[Point localization data]

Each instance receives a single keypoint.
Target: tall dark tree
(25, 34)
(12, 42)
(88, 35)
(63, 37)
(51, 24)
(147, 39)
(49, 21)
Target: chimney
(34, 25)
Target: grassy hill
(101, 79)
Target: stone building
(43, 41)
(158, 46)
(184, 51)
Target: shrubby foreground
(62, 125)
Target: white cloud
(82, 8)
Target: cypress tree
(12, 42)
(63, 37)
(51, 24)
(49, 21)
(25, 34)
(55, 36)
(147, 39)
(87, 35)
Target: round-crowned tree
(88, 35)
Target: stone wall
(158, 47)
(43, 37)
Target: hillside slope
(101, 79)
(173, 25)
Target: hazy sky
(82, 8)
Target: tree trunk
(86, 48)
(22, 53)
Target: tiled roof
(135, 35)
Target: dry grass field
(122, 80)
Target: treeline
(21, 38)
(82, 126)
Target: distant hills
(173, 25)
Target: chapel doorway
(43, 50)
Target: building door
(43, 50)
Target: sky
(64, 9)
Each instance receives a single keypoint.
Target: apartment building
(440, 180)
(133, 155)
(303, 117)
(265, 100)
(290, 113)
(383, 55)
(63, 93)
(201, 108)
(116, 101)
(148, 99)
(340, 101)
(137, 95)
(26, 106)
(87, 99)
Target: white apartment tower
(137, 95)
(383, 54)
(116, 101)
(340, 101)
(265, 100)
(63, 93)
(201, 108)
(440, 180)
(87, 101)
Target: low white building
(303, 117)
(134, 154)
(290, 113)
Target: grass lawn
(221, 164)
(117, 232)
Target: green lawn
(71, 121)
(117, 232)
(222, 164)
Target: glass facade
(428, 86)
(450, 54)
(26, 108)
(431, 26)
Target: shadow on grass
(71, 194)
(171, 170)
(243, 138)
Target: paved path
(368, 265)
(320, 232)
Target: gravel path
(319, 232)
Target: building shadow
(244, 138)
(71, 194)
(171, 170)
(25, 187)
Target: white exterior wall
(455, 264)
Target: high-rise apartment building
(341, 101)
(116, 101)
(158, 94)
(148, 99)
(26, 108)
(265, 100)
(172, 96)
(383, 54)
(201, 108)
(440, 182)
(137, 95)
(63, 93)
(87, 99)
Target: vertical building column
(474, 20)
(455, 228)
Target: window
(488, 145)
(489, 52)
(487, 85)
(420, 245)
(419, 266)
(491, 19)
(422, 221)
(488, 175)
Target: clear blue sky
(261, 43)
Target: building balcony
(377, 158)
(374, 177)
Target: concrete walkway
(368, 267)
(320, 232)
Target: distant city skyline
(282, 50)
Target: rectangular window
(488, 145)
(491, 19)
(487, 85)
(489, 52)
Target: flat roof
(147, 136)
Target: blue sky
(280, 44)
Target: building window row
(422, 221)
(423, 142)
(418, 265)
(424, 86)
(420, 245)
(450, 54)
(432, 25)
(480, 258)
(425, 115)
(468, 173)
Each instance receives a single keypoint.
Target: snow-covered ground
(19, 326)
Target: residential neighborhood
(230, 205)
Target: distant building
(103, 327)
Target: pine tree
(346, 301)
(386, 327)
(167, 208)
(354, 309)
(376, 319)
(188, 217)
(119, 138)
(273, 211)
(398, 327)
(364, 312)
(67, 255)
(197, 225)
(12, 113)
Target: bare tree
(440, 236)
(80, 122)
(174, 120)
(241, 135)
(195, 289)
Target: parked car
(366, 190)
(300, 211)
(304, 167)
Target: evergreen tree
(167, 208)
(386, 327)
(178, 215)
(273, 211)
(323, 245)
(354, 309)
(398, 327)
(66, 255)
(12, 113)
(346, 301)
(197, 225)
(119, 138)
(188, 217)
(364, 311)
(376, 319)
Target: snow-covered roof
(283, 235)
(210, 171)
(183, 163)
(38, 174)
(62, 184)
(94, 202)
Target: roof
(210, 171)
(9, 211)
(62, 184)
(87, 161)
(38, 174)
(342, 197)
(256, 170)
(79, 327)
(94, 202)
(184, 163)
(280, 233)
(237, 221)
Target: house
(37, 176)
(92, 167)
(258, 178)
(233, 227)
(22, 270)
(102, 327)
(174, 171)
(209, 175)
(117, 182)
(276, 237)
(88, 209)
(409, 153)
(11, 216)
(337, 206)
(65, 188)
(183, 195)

Task requirements:
Output all entries exactly as given above.

Solution below:
Each instance receives a single keypoint.
Target: tall dark tree
(25, 34)
(12, 42)
(88, 35)
(63, 37)
(51, 24)
(147, 39)
(49, 21)
Target: chimney
(34, 25)
Target: grassy hill
(101, 79)
Target: stone building
(43, 41)
(158, 46)
(184, 51)
Target: shrubby foreground
(62, 125)
Target: white cloud
(82, 8)
Target: cypress tree
(12, 42)
(63, 37)
(51, 24)
(49, 21)
(25, 34)
(55, 36)
(147, 39)
(87, 35)
Target: round-crowned tree
(88, 35)
Target: stone wall
(158, 47)
(43, 37)
Target: hillside slope
(101, 79)
(173, 25)
Target: hazy sky
(82, 8)
Target: tree trunk
(86, 48)
(22, 53)
Target: tiled roof
(135, 35)
Target: dry grass field
(122, 80)
Target: treeline
(21, 38)
(82, 126)
Target: distant hills
(173, 25)
Target: chapel doorway
(43, 50)
Target: building door
(43, 50)
Target: sky
(64, 9)
Each instance receives a single keypoint.
Target: apartment building
(440, 180)
(133, 155)
(303, 117)
(265, 100)
(290, 113)
(383, 55)
(63, 93)
(201, 108)
(116, 101)
(148, 99)
(340, 101)
(137, 95)
(26, 106)
(87, 99)
Target: white apartment tower
(137, 95)
(383, 54)
(116, 101)
(340, 101)
(265, 100)
(63, 93)
(201, 108)
(440, 180)
(87, 101)
Target: low white building
(303, 117)
(134, 154)
(290, 113)
Target: grass lawn
(221, 164)
(117, 232)
Target: green lawn
(71, 121)
(117, 232)
(222, 164)
Target: glass facade
(428, 86)
(450, 54)
(26, 108)
(431, 26)
Target: shadow on grass
(71, 194)
(171, 170)
(243, 138)
Target: paved path
(368, 265)
(320, 232)
Target: gravel path
(319, 232)
Target: building shadow
(244, 138)
(71, 194)
(171, 170)
(25, 187)
Target: white exterior wall
(455, 264)
Target: high-rise apartment building
(341, 101)
(116, 101)
(158, 94)
(148, 99)
(26, 108)
(265, 100)
(172, 96)
(383, 54)
(201, 108)
(440, 182)
(137, 95)
(63, 93)
(87, 99)
Target: vertical building column
(474, 20)
(455, 228)
Target: window
(488, 145)
(489, 52)
(487, 85)
(420, 245)
(419, 266)
(491, 19)
(422, 221)
(488, 175)
Target: clear blue sky
(261, 43)
Target: building balcony
(377, 158)
(374, 177)
Target: concrete walkway
(368, 267)
(320, 232)
Target: distant city skyline
(282, 50)
Target: rectangular window
(488, 145)
(491, 19)
(487, 85)
(489, 52)
Target: flat roof
(147, 136)
Target: blue sky
(280, 44)
Target: building window row
(422, 221)
(423, 142)
(418, 265)
(424, 86)
(420, 245)
(450, 54)
(432, 25)
(480, 258)
(425, 115)
(468, 173)
Each instance receives a single keypoint.
Target: snow-covered ground
(19, 326)
Target: residential neighborhood
(230, 205)
Target: distant building
(103, 327)
Target: pine tree
(346, 301)
(386, 327)
(167, 208)
(354, 309)
(376, 319)
(188, 217)
(119, 138)
(273, 211)
(398, 327)
(364, 312)
(67, 255)
(197, 225)
(12, 113)
Target: bare tree
(440, 236)
(80, 122)
(174, 120)
(241, 135)
(195, 289)
Target: parked car
(366, 190)
(300, 211)
(304, 167)
Target: evergreen tree
(167, 208)
(386, 327)
(178, 215)
(273, 211)
(323, 245)
(354, 309)
(398, 327)
(66, 255)
(12, 113)
(346, 301)
(197, 225)
(119, 138)
(188, 217)
(364, 311)
(376, 319)
Target: snow-covered roof
(283, 235)
(210, 171)
(183, 163)
(38, 174)
(62, 184)
(94, 202)
Target: roof
(210, 171)
(9, 211)
(62, 184)
(87, 161)
(38, 174)
(342, 197)
(256, 170)
(79, 327)
(94, 202)
(184, 163)
(280, 233)
(237, 221)
Target: house
(37, 176)
(92, 167)
(258, 178)
(233, 227)
(22, 270)
(102, 327)
(174, 171)
(209, 175)
(117, 182)
(276, 237)
(88, 209)
(409, 153)
(11, 216)
(337, 206)
(65, 188)
(183, 195)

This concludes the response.